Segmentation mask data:
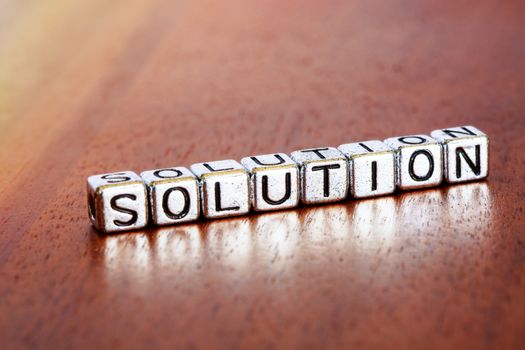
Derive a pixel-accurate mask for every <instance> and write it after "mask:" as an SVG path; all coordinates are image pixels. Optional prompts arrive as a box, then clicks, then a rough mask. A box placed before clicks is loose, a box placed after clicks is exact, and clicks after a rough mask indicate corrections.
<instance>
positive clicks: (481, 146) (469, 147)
mask: <svg viewBox="0 0 525 350" xmlns="http://www.w3.org/2000/svg"><path fill="white" fill-rule="evenodd" d="M431 135H432V137H433V138H435V139H436V140H438V141H439V142H441V143H442V144H443V152H444V158H445V179H446V180H447V182H449V183H457V182H464V181H471V180H478V179H483V178H485V177H487V176H488V173H489V138H488V137H487V135H485V134H484V133H483V132H482V131H480V130H478V129H476V128H475V127H473V126H460V127H456V128H448V129H441V130H434V131H432V133H431Z"/></svg>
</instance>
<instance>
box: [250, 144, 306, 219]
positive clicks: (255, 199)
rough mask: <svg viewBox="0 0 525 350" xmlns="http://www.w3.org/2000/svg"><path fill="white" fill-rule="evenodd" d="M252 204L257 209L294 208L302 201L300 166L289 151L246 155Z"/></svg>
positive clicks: (262, 209) (253, 207) (265, 210)
mask: <svg viewBox="0 0 525 350" xmlns="http://www.w3.org/2000/svg"><path fill="white" fill-rule="evenodd" d="M241 164H242V165H244V166H245V167H246V169H248V171H249V172H250V187H251V194H252V205H253V208H254V210H256V211H266V210H275V209H286V208H293V207H296V206H297V205H298V204H299V197H300V195H299V168H298V166H297V164H296V163H295V162H294V161H293V160H292V159H291V158H290V157H289V156H287V155H286V154H284V153H277V154H266V155H260V156H253V157H246V158H243V159H242V160H241Z"/></svg>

Directions for this task:
A word-for-word restatement of all the lines above is needed, with the pictures omitted.

Solved exercise:
Derive a pixel-accurate mask for every <instance> and write it after "mask:" as an SVG path; all coordinates are image pixels. Optional prompts arrive as a box, then clicks, then a rough mask. A box placed before clicks is loose, a box placed after clicks is exact, and clicks after a rough mask indicate corrections.
<instance>
positive clicks: (481, 146) (469, 147)
mask: <svg viewBox="0 0 525 350" xmlns="http://www.w3.org/2000/svg"><path fill="white" fill-rule="evenodd" d="M431 135H432V137H433V138H435V139H436V140H438V141H439V142H441V143H442V144H443V152H444V158H445V179H446V180H447V182H449V183H457V182H464V181H471V180H478V179H483V178H485V177H487V176H488V173H489V138H488V137H487V135H485V134H484V133H483V132H482V131H480V130H478V129H476V128H475V127H473V126H460V127H456V128H448V129H441V130H434V131H432V133H431Z"/></svg>
</instance>
<instance>
box: [250, 144, 306, 219]
positive clicks: (255, 199)
rough mask: <svg viewBox="0 0 525 350" xmlns="http://www.w3.org/2000/svg"><path fill="white" fill-rule="evenodd" d="M252 204L257 209L294 208L302 201L300 166L289 151L246 155Z"/></svg>
positive clicks: (262, 209) (253, 207) (265, 210)
mask: <svg viewBox="0 0 525 350" xmlns="http://www.w3.org/2000/svg"><path fill="white" fill-rule="evenodd" d="M241 164H242V165H244V166H245V167H246V169H248V171H249V172H250V187H251V194H252V205H253V208H254V210H256V211H266V210H275V209H286V208H293V207H296V206H297V205H298V204H299V197H300V195H299V168H298V166H297V164H296V163H295V162H294V161H293V160H292V159H291V158H290V157H289V156H287V155H286V154H284V153H277V154H266V155H260V156H253V157H246V158H243V159H242V160H241Z"/></svg>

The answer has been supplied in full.